# EXCERPTED RECORDS
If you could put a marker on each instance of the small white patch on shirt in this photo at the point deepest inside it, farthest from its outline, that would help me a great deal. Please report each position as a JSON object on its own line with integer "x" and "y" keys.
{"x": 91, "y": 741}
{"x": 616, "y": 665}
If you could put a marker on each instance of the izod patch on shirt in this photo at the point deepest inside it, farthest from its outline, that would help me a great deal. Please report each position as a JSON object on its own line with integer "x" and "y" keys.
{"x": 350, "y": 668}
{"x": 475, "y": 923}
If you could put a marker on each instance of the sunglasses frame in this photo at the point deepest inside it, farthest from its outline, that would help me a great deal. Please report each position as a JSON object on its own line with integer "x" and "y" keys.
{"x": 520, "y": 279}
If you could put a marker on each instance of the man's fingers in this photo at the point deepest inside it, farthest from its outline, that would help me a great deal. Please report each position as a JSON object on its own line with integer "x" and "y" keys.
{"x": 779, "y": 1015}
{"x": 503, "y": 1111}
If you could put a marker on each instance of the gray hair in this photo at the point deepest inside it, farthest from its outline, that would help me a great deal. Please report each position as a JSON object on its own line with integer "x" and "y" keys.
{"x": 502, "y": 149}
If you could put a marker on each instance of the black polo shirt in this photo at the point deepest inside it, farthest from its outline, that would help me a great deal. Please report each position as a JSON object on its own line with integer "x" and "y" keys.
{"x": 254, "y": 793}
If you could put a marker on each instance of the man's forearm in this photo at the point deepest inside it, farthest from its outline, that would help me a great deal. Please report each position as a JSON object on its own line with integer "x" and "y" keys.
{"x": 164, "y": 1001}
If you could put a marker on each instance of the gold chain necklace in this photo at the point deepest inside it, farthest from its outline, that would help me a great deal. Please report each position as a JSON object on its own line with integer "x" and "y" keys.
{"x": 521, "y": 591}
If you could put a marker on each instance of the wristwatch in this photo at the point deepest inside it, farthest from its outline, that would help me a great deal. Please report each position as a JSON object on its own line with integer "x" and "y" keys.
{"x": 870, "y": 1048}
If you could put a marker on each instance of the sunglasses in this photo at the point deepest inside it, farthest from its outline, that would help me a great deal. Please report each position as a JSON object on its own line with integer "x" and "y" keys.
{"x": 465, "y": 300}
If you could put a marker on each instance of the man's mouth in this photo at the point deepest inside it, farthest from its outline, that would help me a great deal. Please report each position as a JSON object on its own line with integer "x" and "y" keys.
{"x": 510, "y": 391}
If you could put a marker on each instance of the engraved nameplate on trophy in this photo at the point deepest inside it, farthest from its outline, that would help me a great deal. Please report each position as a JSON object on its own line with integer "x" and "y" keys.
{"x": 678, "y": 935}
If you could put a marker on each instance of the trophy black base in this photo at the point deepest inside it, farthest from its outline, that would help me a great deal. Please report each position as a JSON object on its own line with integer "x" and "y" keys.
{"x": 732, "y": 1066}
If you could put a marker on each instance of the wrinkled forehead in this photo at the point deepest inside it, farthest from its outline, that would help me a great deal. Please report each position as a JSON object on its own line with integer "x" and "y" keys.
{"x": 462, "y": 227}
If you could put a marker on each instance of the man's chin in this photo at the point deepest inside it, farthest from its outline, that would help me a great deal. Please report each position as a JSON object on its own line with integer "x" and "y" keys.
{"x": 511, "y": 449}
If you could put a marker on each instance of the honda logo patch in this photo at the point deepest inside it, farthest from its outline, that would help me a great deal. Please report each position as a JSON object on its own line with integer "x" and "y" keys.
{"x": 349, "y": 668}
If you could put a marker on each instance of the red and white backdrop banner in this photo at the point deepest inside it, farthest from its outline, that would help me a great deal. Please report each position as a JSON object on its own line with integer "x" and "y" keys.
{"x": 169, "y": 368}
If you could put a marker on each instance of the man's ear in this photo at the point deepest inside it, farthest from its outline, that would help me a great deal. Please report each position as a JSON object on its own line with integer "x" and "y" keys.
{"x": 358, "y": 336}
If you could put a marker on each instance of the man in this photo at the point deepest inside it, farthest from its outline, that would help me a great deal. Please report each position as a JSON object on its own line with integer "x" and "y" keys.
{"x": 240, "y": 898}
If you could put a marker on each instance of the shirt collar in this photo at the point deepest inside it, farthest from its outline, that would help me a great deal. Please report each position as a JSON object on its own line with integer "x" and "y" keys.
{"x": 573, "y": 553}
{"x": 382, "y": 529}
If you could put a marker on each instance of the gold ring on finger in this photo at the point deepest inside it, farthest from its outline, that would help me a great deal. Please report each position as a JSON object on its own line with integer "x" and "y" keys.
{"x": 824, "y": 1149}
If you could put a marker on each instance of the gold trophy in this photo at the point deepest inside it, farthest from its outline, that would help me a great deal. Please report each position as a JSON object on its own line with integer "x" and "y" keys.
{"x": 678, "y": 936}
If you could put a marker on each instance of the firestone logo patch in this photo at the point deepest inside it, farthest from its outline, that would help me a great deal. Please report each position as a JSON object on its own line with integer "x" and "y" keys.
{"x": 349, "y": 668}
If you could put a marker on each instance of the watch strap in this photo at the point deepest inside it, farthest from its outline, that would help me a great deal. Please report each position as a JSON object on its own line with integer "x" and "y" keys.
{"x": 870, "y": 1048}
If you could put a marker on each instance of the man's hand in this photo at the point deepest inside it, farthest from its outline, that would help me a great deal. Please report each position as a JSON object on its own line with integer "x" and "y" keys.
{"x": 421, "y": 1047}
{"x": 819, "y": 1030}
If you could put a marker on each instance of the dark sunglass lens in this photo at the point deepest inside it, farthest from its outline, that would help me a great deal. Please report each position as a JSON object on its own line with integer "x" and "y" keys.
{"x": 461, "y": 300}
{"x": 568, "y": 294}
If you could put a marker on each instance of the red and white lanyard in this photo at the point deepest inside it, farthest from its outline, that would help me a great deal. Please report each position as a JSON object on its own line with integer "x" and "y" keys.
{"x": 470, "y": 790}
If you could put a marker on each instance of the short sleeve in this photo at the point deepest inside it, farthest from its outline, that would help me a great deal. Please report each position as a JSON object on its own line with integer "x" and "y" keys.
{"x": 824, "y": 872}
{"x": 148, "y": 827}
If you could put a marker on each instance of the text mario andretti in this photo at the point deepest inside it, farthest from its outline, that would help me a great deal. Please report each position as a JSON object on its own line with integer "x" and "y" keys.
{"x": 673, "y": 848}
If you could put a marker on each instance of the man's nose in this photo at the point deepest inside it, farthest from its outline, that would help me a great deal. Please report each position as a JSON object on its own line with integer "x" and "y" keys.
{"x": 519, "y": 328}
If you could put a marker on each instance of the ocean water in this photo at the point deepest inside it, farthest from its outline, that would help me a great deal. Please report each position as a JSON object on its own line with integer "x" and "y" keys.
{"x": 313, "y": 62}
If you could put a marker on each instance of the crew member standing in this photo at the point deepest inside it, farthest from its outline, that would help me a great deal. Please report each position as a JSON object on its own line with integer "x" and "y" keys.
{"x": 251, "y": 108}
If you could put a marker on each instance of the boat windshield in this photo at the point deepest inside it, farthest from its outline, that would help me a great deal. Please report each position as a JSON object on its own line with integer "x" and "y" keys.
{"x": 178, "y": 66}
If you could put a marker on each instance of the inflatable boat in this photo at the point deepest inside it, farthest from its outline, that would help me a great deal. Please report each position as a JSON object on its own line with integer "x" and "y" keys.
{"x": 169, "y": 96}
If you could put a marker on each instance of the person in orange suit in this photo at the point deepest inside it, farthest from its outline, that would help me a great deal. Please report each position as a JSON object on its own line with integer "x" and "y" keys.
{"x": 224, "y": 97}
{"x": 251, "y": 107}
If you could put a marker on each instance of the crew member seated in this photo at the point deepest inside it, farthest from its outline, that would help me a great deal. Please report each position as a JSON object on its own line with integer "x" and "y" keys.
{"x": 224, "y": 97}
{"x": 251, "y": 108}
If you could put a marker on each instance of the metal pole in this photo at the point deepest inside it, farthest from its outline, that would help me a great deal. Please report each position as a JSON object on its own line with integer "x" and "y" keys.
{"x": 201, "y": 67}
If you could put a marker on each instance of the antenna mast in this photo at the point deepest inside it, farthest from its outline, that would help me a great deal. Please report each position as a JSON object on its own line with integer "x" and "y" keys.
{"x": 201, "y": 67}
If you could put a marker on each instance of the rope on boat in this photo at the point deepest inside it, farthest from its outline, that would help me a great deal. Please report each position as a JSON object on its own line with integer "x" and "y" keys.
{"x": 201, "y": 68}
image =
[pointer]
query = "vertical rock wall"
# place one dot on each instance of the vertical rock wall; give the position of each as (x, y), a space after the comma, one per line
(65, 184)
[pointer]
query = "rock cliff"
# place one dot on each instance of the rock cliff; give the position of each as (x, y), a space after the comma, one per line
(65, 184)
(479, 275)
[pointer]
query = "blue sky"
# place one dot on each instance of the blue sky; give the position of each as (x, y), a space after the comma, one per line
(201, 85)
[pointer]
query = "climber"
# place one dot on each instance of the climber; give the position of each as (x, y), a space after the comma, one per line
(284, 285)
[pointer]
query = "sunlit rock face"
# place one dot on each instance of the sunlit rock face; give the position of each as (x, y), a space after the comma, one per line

# WHAT YOU NEED TO DO
Pick out and copy every line of the material that contains the string "wall". Case counts.

# WRITTEN ANSWER
query = "vertical rock wall"
# place one dot on each instance of the vertical rock wall; give the position of each as (x, y), a space after the comma, one per line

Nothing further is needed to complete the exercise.